▶ Written problem:
Extract every line of the listing below that contains the string "leaf", matching case exactly.

Dataset records on object locations
** start **

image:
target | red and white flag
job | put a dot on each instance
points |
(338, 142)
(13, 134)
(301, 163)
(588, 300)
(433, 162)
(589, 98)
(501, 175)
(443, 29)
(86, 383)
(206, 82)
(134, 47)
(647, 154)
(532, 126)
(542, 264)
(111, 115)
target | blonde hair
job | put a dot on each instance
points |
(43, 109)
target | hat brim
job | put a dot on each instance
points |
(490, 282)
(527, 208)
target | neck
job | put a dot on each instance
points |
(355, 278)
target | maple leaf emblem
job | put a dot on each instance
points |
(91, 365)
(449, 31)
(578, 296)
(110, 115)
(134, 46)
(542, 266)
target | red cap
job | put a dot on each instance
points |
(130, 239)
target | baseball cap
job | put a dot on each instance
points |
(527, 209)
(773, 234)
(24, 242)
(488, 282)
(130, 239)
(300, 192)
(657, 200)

** end **
** start **

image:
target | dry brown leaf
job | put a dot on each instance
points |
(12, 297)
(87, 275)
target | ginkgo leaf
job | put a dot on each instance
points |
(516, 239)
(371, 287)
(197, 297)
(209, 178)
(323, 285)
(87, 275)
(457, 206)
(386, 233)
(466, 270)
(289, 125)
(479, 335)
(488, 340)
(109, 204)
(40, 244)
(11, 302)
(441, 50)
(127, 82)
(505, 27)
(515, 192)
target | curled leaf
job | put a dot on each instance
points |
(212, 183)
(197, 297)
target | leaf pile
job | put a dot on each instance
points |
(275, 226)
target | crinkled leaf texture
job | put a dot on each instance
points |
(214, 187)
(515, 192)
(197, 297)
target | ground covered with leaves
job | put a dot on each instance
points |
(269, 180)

** end **

▶ Reply to the task:
target | maple leaf emblem
target | dry brown leaf
target | ginkgo leaf
target | curled leaf
target | leaf pile
target | crinkled leaf texture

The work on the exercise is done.